EXERCISES TO COMPLETE ::
1. Summarize the travel account of the Lima market outing in two sentences, drawing only on what it says.
2. Answer these questions from the Lima market account:
(a) What did the writer drink at breakfast instead of a Pisco Sour?
(b) What hung over the doorway of one kitchenware store in the mercado?
(c) According to the explanation given, what were people supposed to do with the innards of the brown fuzz-covered fruits?
3. Write the next part of the Lima market account, picking up after its final sentence.

SELECTION ::
=====
I'll be there for you...

Probably my favorite photo from the trip.


Not that Montezuma took his revenge on us -thank the Aztec Gods -but he could have.



Our weekend wasn't over. Sunday morning we breakfasted in Haiti. Not the country, (a bit far to walk/swim for us) but a good restaurant, popular with tourists and expats for its outdoor seating, where you can watch the Lima world go by.




I mention it just in case you should ever happen to be in Lima and need a good breakfast, or, more importantly, if you'd like to try their notoriously strong version of the signature cocktail of Peru, the Pisco Sour. Which I suppose you could have for breakfast but then you'd spend the rest of the day horizontal. Not necessarily a bad thing, but we had places to go and people to see. Orange juice, then.



"We" entailed, you guessed it, Mike and me and April and Royce. First stop: Mike and I took especial pleasure in showing April and Royce, residents of Peru, a local mercado (marketplace) at Ricardo Palma, that they'd yet to discover.



This was a small victory for us.




Sweet-faced flower seller removing thorns from roses



Mike and I both think that going food shipping in a foreign country, even if we don't buy anything, is a great and simple way to learn about the place and its people. Such a basic question: what do you eat?

This mercado took up a city block, with the outer narrow stores selling just about everything, and the everythings were stacked to the ceilings. DVDs, clothing, cleaning products, spices, kitchenware, like the store below,






and another which, inexplicably, had a stuffed, creepily red-eyed iguana suspended over the doorway. The stuffing escaping from the mouth of this stiff-footed fellow did not entice me to shop for kitchen gear.

Go figure.







Textile sellers along the walkway.




Food carts, flower and lace sellers clustered around the large main entrance. The sellers were pleasingly non-aggressive, merely arranging their wares and helping their customers. No hawking, no hassling.




Perfect.








A child and his grandmother selling delicious-smelling meaty somethings wrapped in leaves or husks.




Once you entered the halls of the open market the stalls were selling fruits and meats. For whatever reason I am driven to photograph meats swinging from hooks without refrigeration, and for this, I apologize.








I'll spare you the seafood photographs. While there were plenty of flies, the meat was probably fresher than anything we buy wrapped in a rectangular styrofoam package in the USA. Considering everything, the meat section wasn't terribly unpleasant, and the fruits were definitely fascinating.






There were the fruits we know, pineapples and oranges and grapes,
but there were stand-out differences as well;










Bananas thicker than the ones we know, blushed pink. The strange but reputably delicious chirimoyas, looking a bit like a round armored armadillo with green scales, orangy fruits with multiple protuberances to encourage chicken fertility, (no, really,) brown fuzz-covered offerings whose innards you were supposed to smoosh and put in your hair as a sort of conditioner, (this was explained in Spanish with lots of charades-esque hand motions, but I think we got it figured out,) enormous papayas...well, you get the idea.

I have no idea what those pale brown things are, above. Mushrooms? Giant Brazillian nuts? Really thick leaves of some sort? Your guess is as good as mine.
=====
Pointing and labeling entries

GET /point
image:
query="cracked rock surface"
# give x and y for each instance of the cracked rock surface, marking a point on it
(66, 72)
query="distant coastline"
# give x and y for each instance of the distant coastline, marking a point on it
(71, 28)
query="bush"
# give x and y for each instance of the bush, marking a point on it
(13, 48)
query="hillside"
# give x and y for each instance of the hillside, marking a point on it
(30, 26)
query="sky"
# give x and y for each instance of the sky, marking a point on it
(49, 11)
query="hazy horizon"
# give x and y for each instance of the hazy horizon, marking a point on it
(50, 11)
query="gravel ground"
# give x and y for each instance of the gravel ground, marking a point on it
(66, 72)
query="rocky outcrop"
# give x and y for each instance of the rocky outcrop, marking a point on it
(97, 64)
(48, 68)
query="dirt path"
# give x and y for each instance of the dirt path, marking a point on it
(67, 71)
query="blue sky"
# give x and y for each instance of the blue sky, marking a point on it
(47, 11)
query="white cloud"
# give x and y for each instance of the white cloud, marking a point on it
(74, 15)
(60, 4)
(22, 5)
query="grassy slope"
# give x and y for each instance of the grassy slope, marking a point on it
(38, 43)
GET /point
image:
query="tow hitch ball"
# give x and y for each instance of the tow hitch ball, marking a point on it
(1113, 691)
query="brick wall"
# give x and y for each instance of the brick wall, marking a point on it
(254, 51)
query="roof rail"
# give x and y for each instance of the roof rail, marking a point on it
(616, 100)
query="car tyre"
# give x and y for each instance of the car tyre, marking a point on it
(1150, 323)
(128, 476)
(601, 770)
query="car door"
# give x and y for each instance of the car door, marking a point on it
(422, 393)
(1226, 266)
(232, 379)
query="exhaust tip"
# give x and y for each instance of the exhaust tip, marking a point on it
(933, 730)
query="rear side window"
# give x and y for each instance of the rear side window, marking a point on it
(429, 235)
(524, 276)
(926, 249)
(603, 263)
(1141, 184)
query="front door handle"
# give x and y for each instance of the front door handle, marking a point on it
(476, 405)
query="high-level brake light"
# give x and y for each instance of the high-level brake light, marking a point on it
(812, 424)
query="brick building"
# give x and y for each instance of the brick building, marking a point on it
=====
RESULTS FOR EACH TASK ::
1. On a Sunday in Lima, the writer, Mike, April, and Royce ate breakfast at Haiti, a restaurant popular for its outdoor seating and known for a notoriously strong Pisco Sour. They then visited a local mercado at Ricardo Palma that April and Royce had not yet discovered, where crowded outer stores sold all sorts of goods, sellers near the entrance were non-aggressive, and the inner halls offered meats and fruits such as pink-blushed bananas, chirimoyas, and enormous papayas.

2.
(a) Orange juice.
(b) A stuffed, red-eyed iguana.
(c) Smoosh them and put them in their hair as a sort of conditioner.

3.
It was a riot of color and fragrances, some stalls as carefully laid out as in an upscale grocer's display, others a confusing mass that looked like what we might have returned to had I not cleaned out the vegetable drawer of our refrigerator before going on vacation.




Wait...did I clean out that drawer...?


The other nourishment for the people of Peru is obviously Catholicism, answering basic question #2 about the people of a place: what do you believe?





This one was easy to answer because there are crucifixes everywhere. I mean everywhere.



The Virgin Mary joins Jesus in looking silently down over the shopkeepers and their patrons, perhaps blessing the daily work. There was even a beflowered, ballooned litter to bear Jesus aloft on special occasions.




It was fitting that after the market we set off to find Jesus. This sounds like we were on a spiritual quest, but no, we were seeking the Cristo del Pacifico, which should have been easy to find since this particular Jesus stands along the coast, 122 feet tall. We could see him from far up the coast in our Miraflores hotel, especially at night, when the statue is flooded with color from spotlights.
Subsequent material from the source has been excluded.